* **Text block**
★ ★ ★
To refuse to take a standardized test is to practically refuse both present and future—even if the test doesn't really mean anything. By all accounts standardized testing is even more constant and more emphasized than it was when I was in high school (I was pre-NCLB), and even I remember how frequent the tests were, how arbitrary-seeming, and above all, how boring—the SSATs, the PSATs, the (and oh, did we laugh about it) Virginia Standards of Learning (SOLs).

Kyron Birdine's exceedingly mild rebellion and its consequences suggest, too, that if anything they are even more rigidly policed than they were in the 90s. I remember how each student was interpellated into the role of a potential cheater, a potential violator. Make sure you have the right kind of pencils, make sure you have extra, eyes on your own paper, also cover your paper in case someone else might look over because if someone else cheats off your paper you are then a cheater too. I don't know about cell phones; in Virginia in the 90s they were considered evidence of dealing drugs and banned from public schools.

But the testing is also as arbitrary as it is compulsory. From the Gawker article linked above:
As the Dallas Observer notes, Kyron are being forced to take both the new State of Texas Assessments of Academic Readiness (STAAR) test and the old Texas Assessment of Knowledge and Skills (TAKS) test, even though only the TAKS will count.

"He and any other Texas students who entered ninth grade before the 2011-12 school year are still evaluated on the TAKS test," the Observer explains. "They're still required to take the STAAR, but mainly so the state can get data they can use to tweak the test before it really matters."

"It wasn't for a grade," Kyron told WFAA's News 8. "Colleges don't see it. It didn't benefit my personal life at all."

Students in Birdine's year were, in other words, being used as a data source to help calibrate the new test. I know I had to do this too, on the SAT--I took an analytical reasoning section, but the scores didn't count for anything because it was new; they just collected the data and used it to calibrate the scoring. I'm sure that's a standard procedure now as in the 90s. It disturbs me a little, though, that it's never occurred to me before that standardized testing companies shouldn't get to waste students' time and collect their data for free—let alone compulsorily.
★ ★ ★
* **Stored data entries**

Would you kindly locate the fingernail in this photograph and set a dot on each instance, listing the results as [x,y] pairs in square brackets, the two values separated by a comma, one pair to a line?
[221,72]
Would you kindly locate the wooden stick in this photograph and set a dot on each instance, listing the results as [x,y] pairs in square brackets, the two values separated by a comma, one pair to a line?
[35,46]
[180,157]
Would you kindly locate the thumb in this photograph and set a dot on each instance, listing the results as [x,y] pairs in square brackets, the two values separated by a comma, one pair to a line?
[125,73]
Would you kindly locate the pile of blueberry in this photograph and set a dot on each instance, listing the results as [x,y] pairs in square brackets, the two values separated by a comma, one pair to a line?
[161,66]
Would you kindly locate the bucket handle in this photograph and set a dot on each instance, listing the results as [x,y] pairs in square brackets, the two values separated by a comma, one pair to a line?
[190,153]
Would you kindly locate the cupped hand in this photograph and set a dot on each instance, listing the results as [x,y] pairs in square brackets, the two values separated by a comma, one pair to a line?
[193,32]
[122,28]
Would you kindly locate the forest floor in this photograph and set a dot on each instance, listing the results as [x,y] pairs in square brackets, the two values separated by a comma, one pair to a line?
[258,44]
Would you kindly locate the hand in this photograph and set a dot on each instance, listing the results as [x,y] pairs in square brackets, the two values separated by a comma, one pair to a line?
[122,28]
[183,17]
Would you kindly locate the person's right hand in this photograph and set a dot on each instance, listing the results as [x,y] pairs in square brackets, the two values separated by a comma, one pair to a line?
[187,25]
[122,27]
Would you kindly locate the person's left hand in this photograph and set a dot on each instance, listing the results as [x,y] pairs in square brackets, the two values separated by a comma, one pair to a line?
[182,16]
★ ★ ★
* **Task goal**
In the piece on standardized testing, which of the two Texas tests Kyron Birdine was made to take is the one that will count?

* **Your response**
The Texas Assessment of Knowledge and Skills (TAKS) test.